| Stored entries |
* * * * * * * * *

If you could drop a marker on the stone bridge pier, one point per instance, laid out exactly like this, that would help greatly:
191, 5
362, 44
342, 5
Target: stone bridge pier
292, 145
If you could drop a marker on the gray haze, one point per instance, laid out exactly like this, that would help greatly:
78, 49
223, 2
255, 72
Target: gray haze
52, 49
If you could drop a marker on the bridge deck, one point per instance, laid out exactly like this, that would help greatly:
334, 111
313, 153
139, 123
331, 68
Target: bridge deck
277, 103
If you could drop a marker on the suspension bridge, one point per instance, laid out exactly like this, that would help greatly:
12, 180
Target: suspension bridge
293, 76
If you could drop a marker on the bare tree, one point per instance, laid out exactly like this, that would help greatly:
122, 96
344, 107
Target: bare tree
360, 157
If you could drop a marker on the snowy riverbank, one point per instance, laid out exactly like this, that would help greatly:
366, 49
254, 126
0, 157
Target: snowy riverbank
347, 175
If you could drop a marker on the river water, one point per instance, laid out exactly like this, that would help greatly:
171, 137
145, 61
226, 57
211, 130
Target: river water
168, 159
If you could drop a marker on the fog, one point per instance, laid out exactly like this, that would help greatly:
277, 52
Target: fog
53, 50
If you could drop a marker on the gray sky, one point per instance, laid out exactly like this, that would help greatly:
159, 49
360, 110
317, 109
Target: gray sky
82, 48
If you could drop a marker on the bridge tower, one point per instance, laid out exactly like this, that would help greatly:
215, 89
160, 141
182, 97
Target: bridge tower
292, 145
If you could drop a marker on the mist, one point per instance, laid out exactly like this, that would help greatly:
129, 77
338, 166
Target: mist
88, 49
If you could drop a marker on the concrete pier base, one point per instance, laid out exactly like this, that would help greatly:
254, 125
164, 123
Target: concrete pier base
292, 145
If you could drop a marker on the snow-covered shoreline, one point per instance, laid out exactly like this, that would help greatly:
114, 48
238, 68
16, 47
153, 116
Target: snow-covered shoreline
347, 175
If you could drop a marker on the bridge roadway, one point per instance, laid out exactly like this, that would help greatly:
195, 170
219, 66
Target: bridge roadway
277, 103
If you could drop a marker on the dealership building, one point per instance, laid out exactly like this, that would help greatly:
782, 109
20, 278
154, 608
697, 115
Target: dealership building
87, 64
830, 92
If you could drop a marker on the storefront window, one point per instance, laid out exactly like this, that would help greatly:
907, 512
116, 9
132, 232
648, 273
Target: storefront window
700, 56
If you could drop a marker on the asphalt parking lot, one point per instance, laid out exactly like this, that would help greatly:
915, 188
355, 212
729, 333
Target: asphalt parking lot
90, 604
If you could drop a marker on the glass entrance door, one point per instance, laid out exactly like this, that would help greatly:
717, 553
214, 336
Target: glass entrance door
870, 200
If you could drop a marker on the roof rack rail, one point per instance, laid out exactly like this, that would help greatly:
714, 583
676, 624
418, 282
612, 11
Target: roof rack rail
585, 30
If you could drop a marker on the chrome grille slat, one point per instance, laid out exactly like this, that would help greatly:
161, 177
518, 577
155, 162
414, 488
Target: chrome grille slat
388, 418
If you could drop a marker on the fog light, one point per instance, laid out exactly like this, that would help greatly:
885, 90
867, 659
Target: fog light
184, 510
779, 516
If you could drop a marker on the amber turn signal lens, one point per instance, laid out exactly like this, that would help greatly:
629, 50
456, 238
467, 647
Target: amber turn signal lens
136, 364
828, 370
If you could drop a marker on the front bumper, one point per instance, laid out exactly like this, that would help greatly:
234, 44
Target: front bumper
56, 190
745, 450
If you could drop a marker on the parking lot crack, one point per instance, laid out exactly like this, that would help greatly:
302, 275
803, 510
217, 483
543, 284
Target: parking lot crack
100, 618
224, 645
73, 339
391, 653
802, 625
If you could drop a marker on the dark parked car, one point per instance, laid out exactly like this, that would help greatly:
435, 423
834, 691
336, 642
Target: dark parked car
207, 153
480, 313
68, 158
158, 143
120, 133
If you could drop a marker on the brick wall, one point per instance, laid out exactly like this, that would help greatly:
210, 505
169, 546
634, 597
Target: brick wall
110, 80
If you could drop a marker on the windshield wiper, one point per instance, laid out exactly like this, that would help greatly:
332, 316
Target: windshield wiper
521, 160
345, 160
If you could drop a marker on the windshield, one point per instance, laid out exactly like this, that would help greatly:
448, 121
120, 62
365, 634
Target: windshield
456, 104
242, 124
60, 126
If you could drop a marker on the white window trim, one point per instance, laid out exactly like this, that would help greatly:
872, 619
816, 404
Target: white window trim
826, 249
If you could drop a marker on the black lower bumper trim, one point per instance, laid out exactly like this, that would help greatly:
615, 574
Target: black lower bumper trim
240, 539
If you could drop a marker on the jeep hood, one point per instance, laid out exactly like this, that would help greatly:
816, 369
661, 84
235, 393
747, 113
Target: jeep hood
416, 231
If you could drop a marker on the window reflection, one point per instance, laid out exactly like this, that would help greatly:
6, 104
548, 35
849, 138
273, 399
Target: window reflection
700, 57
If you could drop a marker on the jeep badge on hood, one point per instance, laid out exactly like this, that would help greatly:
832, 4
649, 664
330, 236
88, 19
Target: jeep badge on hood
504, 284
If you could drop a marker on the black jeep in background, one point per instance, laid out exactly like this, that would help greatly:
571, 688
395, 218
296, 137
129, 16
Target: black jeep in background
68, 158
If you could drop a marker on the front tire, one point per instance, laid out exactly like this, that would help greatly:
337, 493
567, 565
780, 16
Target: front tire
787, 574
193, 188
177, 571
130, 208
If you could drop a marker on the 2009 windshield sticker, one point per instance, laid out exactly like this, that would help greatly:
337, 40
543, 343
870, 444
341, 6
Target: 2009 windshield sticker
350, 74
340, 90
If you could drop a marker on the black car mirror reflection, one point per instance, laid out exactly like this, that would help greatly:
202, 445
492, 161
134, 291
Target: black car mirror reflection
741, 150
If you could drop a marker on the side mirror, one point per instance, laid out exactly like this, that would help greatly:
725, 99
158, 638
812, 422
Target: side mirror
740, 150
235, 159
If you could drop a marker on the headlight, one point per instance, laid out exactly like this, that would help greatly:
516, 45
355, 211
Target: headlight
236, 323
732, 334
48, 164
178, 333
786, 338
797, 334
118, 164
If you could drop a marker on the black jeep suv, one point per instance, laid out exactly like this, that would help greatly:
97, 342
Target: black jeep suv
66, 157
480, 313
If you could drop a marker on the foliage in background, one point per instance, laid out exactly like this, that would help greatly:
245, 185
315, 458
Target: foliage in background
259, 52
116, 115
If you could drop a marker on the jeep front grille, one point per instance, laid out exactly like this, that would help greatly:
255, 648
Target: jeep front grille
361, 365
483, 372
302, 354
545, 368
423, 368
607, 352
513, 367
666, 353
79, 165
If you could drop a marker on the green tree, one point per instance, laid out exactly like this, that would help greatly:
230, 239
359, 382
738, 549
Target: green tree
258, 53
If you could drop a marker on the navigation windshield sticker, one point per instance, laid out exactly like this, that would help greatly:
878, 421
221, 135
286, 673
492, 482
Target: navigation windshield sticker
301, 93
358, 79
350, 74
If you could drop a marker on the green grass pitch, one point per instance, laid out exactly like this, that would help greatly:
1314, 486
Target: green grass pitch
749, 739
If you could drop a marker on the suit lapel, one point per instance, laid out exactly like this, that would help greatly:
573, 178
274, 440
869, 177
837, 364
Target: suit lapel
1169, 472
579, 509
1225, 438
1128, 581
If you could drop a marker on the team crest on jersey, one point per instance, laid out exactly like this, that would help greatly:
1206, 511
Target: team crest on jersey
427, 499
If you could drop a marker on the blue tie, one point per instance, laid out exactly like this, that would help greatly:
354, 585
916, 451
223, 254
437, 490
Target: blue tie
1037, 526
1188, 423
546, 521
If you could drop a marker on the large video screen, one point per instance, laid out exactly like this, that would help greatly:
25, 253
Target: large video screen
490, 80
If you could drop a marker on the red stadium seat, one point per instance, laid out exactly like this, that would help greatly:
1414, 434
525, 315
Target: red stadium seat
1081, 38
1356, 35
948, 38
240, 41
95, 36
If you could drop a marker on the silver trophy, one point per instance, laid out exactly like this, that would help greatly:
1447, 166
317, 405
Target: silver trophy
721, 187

* * * * * * * * *

| Given instruction |
Exactly reproduce the lines beginning with the one that contains "If you could drop a marker on the team" and ending with the last line of the material, both included. Leave out everything else.

| Task response |
If you could drop a marker on the team crest on jersey, one point per instance, laid out exactly like this, that would help greatly:
1206, 511
Target: team crest on jersey
427, 499
If you could drop a marker on the blue tie, one point per instance, laid out exactly like this, that would help greatly:
354, 585
916, 451
223, 254
437, 490
Target: blue tie
1037, 526
1188, 423
546, 521
If you could drop a marker on the large video screen, one point per instance, laid out exactly like this, that would help greatly:
25, 253
Target: large video screen
490, 80
If you could drop a marker on the red stadium seat, one point per instance, laid out exactly like this, that would help greatly:
1414, 434
525, 315
Target: red stadium seat
1081, 38
1356, 35
948, 38
240, 41
95, 36
If you could drop a marker on the silver trophy, one point per instance, laid out exactly like this, that would help greatly:
1447, 166
317, 405
Target: silver trophy
721, 187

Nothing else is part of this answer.